CONSIGNE A
D'après l'extrait sur la fête de tous les saints, sur quel principe a-t-on médité le dimanche précédent ?

Mes chers frères et sœurs ! Dimanche dernier, nous avons médité sur le principe de l’incarnation de l’amour. Ce principe dit que, par amour pour nous, Dieu s’est fait chair, il s’est fait l’un de nous, dans une forme mortelle, a vécu comme chacun de nous, connu les joies et les peines de la condition humaine, la douleur, les déceptions, les trahisons… Mais qu’Il s’est donné et a aimé jusqu’au bout. Depuis le jour où Dieu a voulu se faire l’un de nous dans le sein d’une femme, la Vierge Marie, aimer Dieu et aimer le prochain sont les deux faces de la même médaille. L’un ne peut exister sans l’autre ! Aimer Dieu et aimer son prochain sont indissociables.
Aujourd’hui, à l’occasion de la fête de tous les saints, nous sommes encore invités à contempler cet amour qui rend heureux. Car sans amour, il n’y pas de bonheur possible. Les béatitudes que nous avons écoutées nous disent que vivre les situations qui y sont décrites comme Dieu -c’est-à-dire, comme Jésus lui-même les a vécues- signifie vivre la sainteté ici, sur terre, pendant notre vie, jour après jour. Cette sainteté est ensuite reconnue, tôt ou tard. Mais ce n’est pas la reconnaissance publique qu’attend celui qui veut incarner l’esprit des béatitudes. Un vrai disciple du Christ choisit de vivre les béatitudes parce qu’il a compris que la foi ne peut se vivre réellement que de cette manière-là. Un saint ne cherche pas à le démontrer, à le prouver à quelqu’un. Quand on entre dans la logique du « prouver sa sainteté », on s’en éloigne et on entre dans la catégorie des gens hypocrites, les pharisiens et les scribes contre lesquels Jésus s’est tellement mis en colère. Bien agir, bien parler, bien prier, être charitable… dans le seul but de donner un bel et bon exemple n’appartient pas à la sainteté, car la vraie sainteté, celle qui est ancrée dans le Christ, n’est pas ostentatoire. Bien au contraire, la vraie sainteté se vit naturellement, sans tambour ni trompette. Un jour où l’autre, cette sainteté évidente portera ses fruits car ce sont les autres qui en témoigneront !

DONNÉES BRUTES
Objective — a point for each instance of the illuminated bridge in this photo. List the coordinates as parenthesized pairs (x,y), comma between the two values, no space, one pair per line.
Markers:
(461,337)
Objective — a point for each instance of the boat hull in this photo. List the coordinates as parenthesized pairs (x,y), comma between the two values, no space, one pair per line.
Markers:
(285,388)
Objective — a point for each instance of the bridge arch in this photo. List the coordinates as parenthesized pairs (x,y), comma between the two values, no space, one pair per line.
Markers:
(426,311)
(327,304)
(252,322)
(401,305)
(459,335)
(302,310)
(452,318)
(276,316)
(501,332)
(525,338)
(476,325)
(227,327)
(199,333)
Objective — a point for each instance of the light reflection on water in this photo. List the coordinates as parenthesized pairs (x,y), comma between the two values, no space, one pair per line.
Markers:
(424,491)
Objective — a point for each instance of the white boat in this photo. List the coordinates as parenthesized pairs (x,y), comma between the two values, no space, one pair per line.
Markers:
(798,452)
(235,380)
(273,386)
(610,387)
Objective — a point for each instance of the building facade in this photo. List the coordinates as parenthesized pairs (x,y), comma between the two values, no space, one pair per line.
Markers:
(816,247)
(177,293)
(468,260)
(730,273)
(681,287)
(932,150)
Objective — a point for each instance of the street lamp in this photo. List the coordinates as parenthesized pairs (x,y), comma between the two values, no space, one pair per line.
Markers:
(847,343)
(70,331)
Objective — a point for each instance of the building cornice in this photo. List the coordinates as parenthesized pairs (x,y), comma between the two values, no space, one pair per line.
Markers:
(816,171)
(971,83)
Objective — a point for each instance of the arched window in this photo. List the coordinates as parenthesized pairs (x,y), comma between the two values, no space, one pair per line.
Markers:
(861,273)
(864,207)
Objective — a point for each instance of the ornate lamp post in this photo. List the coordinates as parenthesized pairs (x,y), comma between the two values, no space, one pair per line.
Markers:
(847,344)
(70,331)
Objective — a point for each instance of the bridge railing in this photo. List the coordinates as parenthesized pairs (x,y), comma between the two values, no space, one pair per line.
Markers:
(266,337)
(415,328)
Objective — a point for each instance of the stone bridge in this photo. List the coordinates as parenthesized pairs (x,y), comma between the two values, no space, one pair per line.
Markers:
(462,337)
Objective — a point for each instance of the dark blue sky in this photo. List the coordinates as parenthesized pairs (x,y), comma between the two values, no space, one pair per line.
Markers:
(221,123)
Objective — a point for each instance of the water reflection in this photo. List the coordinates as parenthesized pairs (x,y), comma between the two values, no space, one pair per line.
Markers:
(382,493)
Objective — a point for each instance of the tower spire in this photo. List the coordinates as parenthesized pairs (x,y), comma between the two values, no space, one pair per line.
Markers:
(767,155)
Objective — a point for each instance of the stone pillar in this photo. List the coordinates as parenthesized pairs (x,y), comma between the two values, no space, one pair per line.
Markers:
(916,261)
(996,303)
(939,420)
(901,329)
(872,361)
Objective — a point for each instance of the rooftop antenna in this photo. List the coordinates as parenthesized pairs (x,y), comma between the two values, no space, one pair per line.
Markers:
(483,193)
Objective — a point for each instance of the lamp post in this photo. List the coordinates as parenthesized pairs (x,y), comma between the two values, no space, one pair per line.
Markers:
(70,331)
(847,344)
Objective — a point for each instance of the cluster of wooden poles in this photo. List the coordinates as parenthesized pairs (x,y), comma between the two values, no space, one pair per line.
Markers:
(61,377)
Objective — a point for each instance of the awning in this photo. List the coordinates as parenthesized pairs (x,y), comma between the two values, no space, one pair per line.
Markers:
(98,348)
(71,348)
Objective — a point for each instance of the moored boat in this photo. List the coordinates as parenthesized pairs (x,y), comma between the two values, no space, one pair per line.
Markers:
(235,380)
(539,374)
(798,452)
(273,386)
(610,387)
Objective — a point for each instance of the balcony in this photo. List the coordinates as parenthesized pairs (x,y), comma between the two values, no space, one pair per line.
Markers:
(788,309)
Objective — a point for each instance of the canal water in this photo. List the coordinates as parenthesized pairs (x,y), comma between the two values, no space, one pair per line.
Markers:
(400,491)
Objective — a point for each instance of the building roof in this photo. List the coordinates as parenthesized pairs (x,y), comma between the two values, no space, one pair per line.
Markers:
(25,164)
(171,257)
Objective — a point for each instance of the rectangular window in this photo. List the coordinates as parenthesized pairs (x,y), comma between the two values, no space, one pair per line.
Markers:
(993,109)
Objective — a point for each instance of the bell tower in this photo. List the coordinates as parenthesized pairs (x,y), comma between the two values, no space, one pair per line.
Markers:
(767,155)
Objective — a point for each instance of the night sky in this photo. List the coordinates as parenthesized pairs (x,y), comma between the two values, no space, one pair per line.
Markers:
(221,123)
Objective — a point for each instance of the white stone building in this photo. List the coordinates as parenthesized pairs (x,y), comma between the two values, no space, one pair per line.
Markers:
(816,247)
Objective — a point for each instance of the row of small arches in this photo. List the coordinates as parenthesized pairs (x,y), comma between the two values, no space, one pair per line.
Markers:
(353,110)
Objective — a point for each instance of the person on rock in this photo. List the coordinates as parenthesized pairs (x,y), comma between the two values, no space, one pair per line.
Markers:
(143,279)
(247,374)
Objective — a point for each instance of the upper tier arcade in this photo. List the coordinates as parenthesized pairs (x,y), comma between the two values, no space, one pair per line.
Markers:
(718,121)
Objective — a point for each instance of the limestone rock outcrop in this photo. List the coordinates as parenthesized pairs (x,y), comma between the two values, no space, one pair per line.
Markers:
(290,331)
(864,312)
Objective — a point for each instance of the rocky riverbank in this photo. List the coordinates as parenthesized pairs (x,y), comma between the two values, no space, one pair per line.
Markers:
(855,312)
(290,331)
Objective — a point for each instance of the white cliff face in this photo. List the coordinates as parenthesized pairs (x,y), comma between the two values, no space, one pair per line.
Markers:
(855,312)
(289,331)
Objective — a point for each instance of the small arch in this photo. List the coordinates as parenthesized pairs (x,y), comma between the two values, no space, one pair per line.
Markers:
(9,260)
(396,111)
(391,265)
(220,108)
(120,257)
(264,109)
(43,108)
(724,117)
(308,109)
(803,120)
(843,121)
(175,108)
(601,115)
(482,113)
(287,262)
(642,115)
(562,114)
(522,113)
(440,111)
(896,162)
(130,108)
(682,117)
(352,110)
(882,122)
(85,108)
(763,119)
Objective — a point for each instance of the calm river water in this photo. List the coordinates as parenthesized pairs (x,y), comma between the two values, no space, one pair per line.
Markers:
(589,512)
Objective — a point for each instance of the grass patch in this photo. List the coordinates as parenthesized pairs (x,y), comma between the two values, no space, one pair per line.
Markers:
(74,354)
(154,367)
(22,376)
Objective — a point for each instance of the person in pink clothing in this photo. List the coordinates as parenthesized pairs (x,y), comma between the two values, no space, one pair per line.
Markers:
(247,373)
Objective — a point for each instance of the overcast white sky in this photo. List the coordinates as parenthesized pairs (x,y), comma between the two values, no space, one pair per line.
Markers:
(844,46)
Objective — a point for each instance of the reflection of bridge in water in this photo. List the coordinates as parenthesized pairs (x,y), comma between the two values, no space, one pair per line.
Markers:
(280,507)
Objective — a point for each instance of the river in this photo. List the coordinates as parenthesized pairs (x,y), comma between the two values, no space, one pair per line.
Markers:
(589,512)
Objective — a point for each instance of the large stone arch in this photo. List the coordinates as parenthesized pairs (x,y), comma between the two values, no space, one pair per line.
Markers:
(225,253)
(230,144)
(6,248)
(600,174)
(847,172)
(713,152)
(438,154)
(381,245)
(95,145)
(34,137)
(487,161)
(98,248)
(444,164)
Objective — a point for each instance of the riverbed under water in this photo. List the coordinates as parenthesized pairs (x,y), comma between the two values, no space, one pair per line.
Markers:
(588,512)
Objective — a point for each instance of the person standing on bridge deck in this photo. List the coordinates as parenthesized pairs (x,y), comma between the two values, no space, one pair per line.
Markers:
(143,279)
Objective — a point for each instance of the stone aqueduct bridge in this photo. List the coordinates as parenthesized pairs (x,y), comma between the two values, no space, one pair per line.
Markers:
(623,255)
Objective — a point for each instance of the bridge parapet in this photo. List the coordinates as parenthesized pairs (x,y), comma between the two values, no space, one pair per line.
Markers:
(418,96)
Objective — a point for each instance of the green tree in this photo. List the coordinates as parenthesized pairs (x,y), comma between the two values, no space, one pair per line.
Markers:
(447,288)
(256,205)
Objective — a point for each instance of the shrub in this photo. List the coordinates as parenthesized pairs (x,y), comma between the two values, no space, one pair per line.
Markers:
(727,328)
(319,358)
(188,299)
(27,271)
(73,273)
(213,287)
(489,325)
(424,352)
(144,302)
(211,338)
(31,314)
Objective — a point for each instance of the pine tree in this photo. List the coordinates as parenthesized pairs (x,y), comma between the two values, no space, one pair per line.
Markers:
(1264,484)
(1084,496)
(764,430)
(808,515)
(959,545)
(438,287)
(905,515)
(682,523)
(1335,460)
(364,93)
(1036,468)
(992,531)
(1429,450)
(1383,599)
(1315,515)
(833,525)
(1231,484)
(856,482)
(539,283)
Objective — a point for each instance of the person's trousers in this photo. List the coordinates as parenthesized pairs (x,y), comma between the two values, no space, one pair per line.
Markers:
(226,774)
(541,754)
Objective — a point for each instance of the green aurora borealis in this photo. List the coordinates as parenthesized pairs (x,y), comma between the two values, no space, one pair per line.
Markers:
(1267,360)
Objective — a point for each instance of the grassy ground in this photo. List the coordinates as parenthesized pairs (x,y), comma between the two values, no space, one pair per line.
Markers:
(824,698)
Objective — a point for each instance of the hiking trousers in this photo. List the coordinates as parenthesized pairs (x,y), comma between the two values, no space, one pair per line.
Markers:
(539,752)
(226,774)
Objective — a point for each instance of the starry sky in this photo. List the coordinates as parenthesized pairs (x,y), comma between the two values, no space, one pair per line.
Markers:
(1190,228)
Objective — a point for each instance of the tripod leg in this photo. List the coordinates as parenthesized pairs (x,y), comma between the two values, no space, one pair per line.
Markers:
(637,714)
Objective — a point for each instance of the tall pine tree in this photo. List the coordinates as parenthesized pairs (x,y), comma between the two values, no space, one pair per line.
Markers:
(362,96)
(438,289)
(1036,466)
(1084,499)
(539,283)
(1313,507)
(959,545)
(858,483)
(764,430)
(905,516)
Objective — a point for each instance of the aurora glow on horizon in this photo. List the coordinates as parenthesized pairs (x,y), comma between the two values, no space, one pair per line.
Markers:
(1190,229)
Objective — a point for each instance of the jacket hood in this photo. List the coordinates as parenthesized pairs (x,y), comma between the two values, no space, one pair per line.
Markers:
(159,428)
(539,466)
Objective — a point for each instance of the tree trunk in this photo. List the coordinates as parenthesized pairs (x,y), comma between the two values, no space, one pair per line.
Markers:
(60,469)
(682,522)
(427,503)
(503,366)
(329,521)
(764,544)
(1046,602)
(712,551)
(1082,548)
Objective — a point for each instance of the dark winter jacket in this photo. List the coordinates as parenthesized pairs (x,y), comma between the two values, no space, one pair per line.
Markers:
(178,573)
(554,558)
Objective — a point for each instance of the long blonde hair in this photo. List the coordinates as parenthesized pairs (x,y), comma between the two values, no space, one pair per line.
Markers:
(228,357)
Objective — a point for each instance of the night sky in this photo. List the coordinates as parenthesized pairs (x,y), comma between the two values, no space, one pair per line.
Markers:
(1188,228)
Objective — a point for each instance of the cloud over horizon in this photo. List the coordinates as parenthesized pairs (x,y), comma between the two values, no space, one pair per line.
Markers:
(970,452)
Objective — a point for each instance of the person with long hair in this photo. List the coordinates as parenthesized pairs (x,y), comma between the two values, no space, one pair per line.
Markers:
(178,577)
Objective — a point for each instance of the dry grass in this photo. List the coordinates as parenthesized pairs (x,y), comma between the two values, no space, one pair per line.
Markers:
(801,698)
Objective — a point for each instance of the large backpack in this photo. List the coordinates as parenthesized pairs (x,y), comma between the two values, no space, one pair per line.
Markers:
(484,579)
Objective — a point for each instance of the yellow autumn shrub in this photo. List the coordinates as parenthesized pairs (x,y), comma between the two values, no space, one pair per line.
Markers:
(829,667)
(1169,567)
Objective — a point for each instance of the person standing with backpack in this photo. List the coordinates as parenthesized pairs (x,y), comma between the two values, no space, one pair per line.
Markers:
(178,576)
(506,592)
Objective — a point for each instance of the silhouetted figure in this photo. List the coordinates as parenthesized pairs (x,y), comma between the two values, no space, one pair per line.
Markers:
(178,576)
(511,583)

CONSIGNE B
Relevez dans la liste toutes les lignes où figure le mot « small ».

RÉPONSE COMPLÈTE A
Sur le principe de l'incarnation de l'amour.

RÉPONSE COMPLÈTE B
Objective — a point for each instance of the row of small arches in this photo. List the coordinates as parenthesized pairs (x,y), comma between the two values, no space, one pair per line.
Objective — a point for each instance of the small arch in this photo. List the coordinates as parenthesized pairs (x,y), comma between the two values, no space, one pair per line.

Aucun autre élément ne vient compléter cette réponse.